• _TRECHO DO DOCUMENTO_
⟨

Em seu novo disco, Marcelo D2 rasura as fronteiras entre o samba e o rap, como resultado de uma caminhada começada 25 anos atrás!
“Não sei se sirvo o rap ou o rap quem me serve” Marcelo D2
Nono disco de estúdio do MC e sambista Marcelo D2, IBORU chegou ontem – 14/06 às plataformas digitais. O disco que conta com 16 faixas e participações de nomes como Alcione, Mumuzinho, Metá Metá, Rodrigo Campos entre outros, já se configura como um dos trabalhos mais interessantes lançados no rap e no samba nacionais este ano. O já senhor Marcelo D2, aos 56 anos, não oferece ao público nenhum sinal de cansaço e muito menos de estagnação criativa.
Ouvir IBORU é reconstituir um trajeto que este ano completa 25 anos e que vem construindo uma história própria dentro do rap e do samba nacional. Nacionalmente conhecido a partir da metade dos anos 90 do século passado com o Planet Hemp, Marcelo D2 em sua carreira solo inaugurou um caminho estético até então pouco explorado ao unir suas rimas aos samples de samba.
E talvez seja através da noção de sample, a pista fundamental através da qual possamos não apenas entender essa sua trajetória como também o próprio desenvolvimento de sua obra. Com certeza, não são apenas as rimas e batidas que definem o Rap, afinal historicamente essa dupla já existia nas expressões afro diaspóricas, seja no Repente ou no Partido Alto brasileiros, ou em artistas como Pigmeat Markham e Gil Scott Heron, ou no dancehall jamaicano.
O sample por sua vez remete-nos às experimentações nos anos 40 do século XX em uma operação de ruptura com as formas tradicionais de produção estética ao produzir música através de ruídos, de sons urbanos e ou retirados de “instrumentos” não convencionais como sons de trem, martelos, xícaras quebrando etc. Procedimento Inicialmente criado por Pierre Schaeffer através da escola de música de vanguarda que ficou conhecida como música concreta, foi logo após nos anos 60 absorvida por grupos de música pop como os Beatles na Inglaterra e os Mutantes no Brasil, por exemplo.
A cultura Hip-Hop ao transformar o toca-discos e transformá-lo em um objeto musical e não mais apenas em um reprodutor sonoro, ao juntar as rimas e batidas com o sample e com a produção de ruídos – scratch – transformados em signos musicais, uniu esses elementos oriundos de diversas tradições e criou o modo próprio de criação estética do rap. Mas o que isso tem haver com com o novo disco do Marcelo D2?
“Para fazer o futuro precisamos resgatar o passado, então vamos lá, a hora é essa”
Já na faixa de abertura de IBORU, contando com a produção de Barba Negra, a inserção de samples em um “beat” drumless mais “brasileiramente” produzido dos últimos tempos, as rimas de D2 nos dão pistas interessantes sobre a construção desse novo disco. Se por um lado ele se insere em sua própria tradição de rap com samba, ao mesmo tempo é uma espécie de continuação de Assim tocam OS MEUS TAMBORES (2020) por outros meios.

⟩

• _DADOS FORNECIDOS_
⟨

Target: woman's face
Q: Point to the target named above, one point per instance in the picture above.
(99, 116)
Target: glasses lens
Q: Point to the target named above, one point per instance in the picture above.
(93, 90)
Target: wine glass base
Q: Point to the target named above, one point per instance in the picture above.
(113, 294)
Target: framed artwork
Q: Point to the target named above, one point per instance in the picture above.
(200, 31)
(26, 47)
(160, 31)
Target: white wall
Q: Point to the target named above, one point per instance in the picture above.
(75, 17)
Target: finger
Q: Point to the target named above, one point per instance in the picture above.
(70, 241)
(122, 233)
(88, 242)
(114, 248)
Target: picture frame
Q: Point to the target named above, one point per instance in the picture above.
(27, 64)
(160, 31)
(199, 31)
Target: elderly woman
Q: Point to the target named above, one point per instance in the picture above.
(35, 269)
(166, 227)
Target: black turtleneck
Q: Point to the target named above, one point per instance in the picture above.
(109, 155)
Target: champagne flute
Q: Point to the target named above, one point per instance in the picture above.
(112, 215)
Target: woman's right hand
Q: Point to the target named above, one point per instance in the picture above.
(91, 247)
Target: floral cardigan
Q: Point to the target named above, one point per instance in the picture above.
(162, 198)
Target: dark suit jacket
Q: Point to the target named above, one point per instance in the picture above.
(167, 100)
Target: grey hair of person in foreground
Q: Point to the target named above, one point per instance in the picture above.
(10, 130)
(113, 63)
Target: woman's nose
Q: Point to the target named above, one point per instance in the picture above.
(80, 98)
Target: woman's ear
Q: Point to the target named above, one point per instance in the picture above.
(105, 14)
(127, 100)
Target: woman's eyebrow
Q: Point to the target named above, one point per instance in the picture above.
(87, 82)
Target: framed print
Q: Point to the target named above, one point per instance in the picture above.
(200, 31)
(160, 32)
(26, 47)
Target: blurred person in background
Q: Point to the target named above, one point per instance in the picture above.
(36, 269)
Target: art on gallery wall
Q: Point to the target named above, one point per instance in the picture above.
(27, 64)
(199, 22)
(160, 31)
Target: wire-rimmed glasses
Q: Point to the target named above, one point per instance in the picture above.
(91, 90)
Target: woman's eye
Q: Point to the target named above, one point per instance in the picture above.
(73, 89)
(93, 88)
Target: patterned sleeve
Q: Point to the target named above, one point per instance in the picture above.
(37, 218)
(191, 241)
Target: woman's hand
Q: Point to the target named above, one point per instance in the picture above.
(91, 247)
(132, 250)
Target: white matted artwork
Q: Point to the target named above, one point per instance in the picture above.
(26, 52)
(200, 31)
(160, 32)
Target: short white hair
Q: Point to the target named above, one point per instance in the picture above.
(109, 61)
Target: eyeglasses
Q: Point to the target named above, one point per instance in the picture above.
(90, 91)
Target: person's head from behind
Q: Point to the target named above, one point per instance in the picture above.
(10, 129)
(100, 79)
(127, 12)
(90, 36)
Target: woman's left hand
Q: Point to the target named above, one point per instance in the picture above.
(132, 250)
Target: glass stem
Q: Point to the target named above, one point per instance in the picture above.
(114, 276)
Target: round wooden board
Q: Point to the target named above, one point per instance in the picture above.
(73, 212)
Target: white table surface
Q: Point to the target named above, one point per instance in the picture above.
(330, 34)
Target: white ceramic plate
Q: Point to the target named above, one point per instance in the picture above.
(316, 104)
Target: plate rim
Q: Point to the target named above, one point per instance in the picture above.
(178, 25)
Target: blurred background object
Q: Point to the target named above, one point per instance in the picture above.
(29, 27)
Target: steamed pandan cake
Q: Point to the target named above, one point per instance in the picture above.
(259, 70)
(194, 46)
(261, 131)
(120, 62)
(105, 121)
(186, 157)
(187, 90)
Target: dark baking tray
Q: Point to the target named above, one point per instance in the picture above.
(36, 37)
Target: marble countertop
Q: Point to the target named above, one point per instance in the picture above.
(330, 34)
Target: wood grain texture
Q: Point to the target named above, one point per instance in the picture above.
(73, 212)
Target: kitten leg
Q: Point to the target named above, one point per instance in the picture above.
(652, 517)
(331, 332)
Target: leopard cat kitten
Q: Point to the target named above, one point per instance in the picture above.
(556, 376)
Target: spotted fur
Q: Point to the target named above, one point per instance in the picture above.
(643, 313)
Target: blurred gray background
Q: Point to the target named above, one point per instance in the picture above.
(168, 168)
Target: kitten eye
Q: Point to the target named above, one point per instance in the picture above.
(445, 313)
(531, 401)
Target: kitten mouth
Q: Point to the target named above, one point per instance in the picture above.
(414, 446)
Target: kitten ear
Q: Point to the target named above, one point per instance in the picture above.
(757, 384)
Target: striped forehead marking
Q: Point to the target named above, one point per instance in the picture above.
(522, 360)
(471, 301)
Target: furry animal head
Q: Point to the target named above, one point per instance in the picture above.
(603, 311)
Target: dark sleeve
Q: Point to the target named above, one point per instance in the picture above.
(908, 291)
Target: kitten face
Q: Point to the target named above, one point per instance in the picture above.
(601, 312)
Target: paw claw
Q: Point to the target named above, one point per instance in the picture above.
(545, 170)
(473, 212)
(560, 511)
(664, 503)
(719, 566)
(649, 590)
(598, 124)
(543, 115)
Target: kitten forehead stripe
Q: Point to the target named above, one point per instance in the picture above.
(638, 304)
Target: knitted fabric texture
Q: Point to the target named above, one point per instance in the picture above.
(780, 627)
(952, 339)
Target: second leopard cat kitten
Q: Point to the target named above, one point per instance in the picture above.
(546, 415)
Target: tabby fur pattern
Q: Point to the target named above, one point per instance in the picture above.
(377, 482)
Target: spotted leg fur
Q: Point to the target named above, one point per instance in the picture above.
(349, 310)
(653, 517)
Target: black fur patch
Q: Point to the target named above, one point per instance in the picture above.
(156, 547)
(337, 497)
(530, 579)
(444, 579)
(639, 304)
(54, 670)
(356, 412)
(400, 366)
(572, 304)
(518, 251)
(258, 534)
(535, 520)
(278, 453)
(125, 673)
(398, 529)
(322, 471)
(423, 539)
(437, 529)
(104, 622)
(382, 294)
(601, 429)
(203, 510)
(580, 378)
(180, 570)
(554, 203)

⟩

• _TAREFAS ESCRITAS_
1 – Reproduza o trecho do texto sobre o disco IBORU que vai de "Ouvir IBORU é" até "samples de samba.", inclusive.
2 – De acordo com o texto sobre o disco IBORU, quantas faixas tem o álbum?
Os registros não têm papel algum aqui.

• _SOLUÇÕES DOS PROBLEMAS_
1 –
Ouvir IBORU é reconstituir um trajeto que este ano completa 25 anos e que vem construindo uma história própria dentro do rap e do samba nacional. Nacionalmente conhecido a partir da metade dos anos 90 do século passado com o Planet Hemp, Marcelo D2 em sua carreira solo inaugurou um caminho estético até então pouco explorado ao unir suas rimas aos samples de samba.

2 – O disco tem 16 faixas.